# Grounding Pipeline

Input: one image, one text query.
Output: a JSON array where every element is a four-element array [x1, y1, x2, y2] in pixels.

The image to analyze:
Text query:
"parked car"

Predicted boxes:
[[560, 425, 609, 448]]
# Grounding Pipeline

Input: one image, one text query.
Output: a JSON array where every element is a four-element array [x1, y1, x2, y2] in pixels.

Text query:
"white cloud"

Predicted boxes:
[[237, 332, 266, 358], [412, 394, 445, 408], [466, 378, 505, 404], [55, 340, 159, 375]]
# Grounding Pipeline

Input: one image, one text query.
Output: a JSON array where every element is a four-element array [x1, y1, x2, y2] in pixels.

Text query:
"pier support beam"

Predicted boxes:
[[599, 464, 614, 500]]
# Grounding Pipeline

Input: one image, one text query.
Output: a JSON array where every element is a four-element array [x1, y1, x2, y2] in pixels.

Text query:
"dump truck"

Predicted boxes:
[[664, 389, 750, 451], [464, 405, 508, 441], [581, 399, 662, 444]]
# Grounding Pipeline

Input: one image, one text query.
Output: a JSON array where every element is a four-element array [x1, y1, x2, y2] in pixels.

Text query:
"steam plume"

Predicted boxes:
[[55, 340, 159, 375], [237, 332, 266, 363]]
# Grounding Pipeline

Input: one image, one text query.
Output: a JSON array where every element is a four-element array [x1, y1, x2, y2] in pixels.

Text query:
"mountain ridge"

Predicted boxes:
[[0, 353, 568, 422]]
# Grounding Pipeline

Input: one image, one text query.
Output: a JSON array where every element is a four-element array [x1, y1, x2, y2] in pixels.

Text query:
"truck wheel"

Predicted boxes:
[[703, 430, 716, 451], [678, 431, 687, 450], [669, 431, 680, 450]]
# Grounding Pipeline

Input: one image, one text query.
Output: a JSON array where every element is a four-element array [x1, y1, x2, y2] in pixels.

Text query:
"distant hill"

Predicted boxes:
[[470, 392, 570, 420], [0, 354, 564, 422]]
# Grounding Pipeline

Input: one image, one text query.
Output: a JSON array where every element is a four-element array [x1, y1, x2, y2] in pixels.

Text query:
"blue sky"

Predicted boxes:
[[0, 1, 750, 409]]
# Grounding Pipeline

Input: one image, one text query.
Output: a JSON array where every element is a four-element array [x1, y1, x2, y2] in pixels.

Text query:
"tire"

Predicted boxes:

▬▬▬▬▬▬▬▬▬▬

Print all of the data above again, line for line, with no changes.

### Result of the task
# Grounding Pipeline

Input: one image, one text query.
Output: a JSON array where every element is a four-element array [x1, y1, x2, y2] in pixels.

The image to analyze:
Text query:
"parked car"

Predicted boxes:
[[560, 425, 609, 448]]
# Grounding Pipeline

Input: one image, one text query.
Output: a JSON array where every element is a four-element array [x1, y1, x2, y2] in pixels.

Text query:
"white cloud"

Predicted boxes:
[[237, 332, 266, 358], [412, 394, 445, 408], [466, 378, 505, 404], [55, 340, 159, 375]]
# Grounding Pipeline

Input: one image, one text query.
Output: a JSON array where every element is a four-element array [x1, y1, x2, y2] in pixels.

Text query:
"pier support beam"

Predicted boxes:
[[599, 464, 614, 500]]
# Grounding Pipeline

Input: one image, one text query.
Output: a JSON array where every element is a four-element array [x1, y1, x2, y2] in pixels.

Text query:
"dump truck"

Predicted boxes:
[[664, 389, 750, 451], [464, 405, 508, 441], [581, 399, 662, 444]]
# Grounding Pipeline

Input: one image, one text query.
Output: a JSON array where every element is a four-element array [x1, y1, x2, y2] in pixels.

Text query:
"steam plume"

Predicted boxes:
[[55, 340, 159, 375], [237, 332, 266, 363]]
# Grounding Pipeline

Input: one image, one text query.
Output: a JSON array where every element is a four-element array [x1, y1, x2, y2] in pixels.

Text query:
"mountain ridge"

Predicted boxes:
[[0, 353, 568, 422]]
# Grounding Pipeline

Input: one image, one text query.
Output: a JSON array where every element is a four-element array [x1, y1, x2, y2] in pixels.

Text query:
"truck wheel"

Predicted boxes:
[[703, 430, 716, 451], [678, 431, 687, 450], [669, 431, 680, 450]]
# Grounding Pipeline

Input: one image, one text query.
Output: a JSON array where every element is a four-element array [x1, y1, x2, y2] in pixels.

Text query:
"distant hill"

Predicted boxes:
[[470, 392, 570, 420], [0, 354, 564, 422]]
# Grounding Pipeline

Input: one image, one text query.
Output: a JSON array where every element is a four-element array [x1, y1, x2, y2] in pixels.

Text query:
"blue sky"

Predicted boxes:
[[0, 1, 750, 409]]
# Grounding Pipeline

Input: one image, one text query.
Output: a JSON array where every element is a four-element array [x1, y1, x2, y2] in pixels.

Text query:
"tire"

Predicted boxes:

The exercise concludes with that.